Brano selezionato:
=====
Deducibilità dei costi da operazioni inesistenti: evoluzione e principi attuali

Vale la pena approfondire il punto cruciale anticipato: quando un costo originato da un’operazione inesistente può considerarsi deducibile e quando invece è senz’altro indeducibile. Fino a qualche anno fa, la prassi dell’Amministrazione finanziaria era di considerare indeducibili tutti i costi relativi a fatture false, in applicazione del citato art. 14, co.4-bis L. 537/1993 (nel testo anteriore al 2012) che escludeva ogni costo da attività qualificabili come reato. In sostanza, se c’era una fattura falsa, vi era un “reato” (frode fiscale) e quindi il costo veniva disconosciuto a priori. Questa impostazione è stata mitigata dalla riforma del 2012, che ha come detto limitato il divieto ai soli costi direttamente utilizzati per il reato.

Cassazione, Sez. Trib., n. 8716/2025: una recente pronuncia ha ribadito in modo chiaro l’orientamento attuale. La Suprema Corte ha affermato che sono deducibili i costi relativi a operazioni soggettivamente inesistenti, a condizione che il contribuente ne dimostri l’effettività, l’inerenza e la certezza; viceversa, è esclusa in via assoluta la deducibilità dei costi relativi a operazioni oggettivamente inesistenti, anche in presenza di documentazione formalmente regolare . Questo principio conferma la netta distinzione:

  • Costo da fattura oggettivamente falsa: mai deducibile, perché manca ontologicamente la spesa. La fattura è un mero artificio contabile e come tale non può diminuire il reddito tassabile. Inoltre, l’utilizzo di tali fatture configura reato ex art. 2 D.lgs.74/2000 se supera la soglia penale.
  • Costo da fattura soggettivamente falsa: deducibile se, e solo se, si prova che la transazione è avvenuta realmente (anche con un diverso fornitore) e che il relativo costo risponde ai criteri di deducibilità. In pratica, il contribuente deve fornire prove sostanziali (non solo la fattura) dell’effettiva esecuzione della prestazione e dell’utilità per l’impresa. Se riesce in ciò, il costo viene riconosciuto deducibile ai fini IRES/IRAP in base all’art. 14, co.4-bis vigente . Se invece non riesce a provare la reale esistenza dell’operazione (o se emergono elementi contrari), il costo viene disconosciuto.
=====
Stampa senza modifiche il passo del testo sulla deducibilità dei costi da operazioni inesistenti che va da "Deducibilità dei costi da" fino a "per il reato." incluso.

Estratto del dataset:
=====
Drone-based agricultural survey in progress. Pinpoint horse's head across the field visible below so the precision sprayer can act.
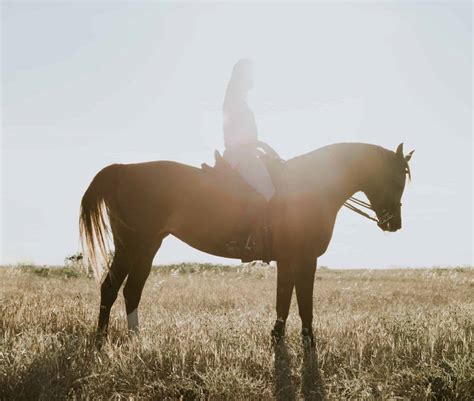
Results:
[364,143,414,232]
=====
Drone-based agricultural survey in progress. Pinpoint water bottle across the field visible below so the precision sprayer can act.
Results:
=====
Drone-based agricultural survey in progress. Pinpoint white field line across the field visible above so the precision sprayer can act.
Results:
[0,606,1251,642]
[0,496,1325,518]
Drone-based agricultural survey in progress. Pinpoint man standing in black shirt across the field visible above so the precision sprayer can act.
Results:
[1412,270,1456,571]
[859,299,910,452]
=====
Compito svolto:
Deducibilità dei costi da operazioni inesistenti: evoluzione e principi attuali

Vale la pena approfondire il punto cruciale anticipato: quando un costo originato da un’operazione inesistente può considerarsi deducibile e quando invece è senz’altro indeducibile. Fino a qualche anno fa, la prassi dell’Amministrazione finanziaria era di considerare indeducibili tutti i costi relativi a fatture false, in applicazione del citato art. 14, co.4-bis L. 537/1993 (nel testo anteriore al 2012) che escludeva ogni costo da attività qualificabili come reato. In sostanza, se c’era una fattura falsa, vi era un “reato” (frode fiscale) e quindi il costo veniva disconosciuto a priori. Questa impostazione è stata mitigata dalla riforma del 2012, che ha come detto limitato il divieto ai soli costi direttamente utilizzati per il reato.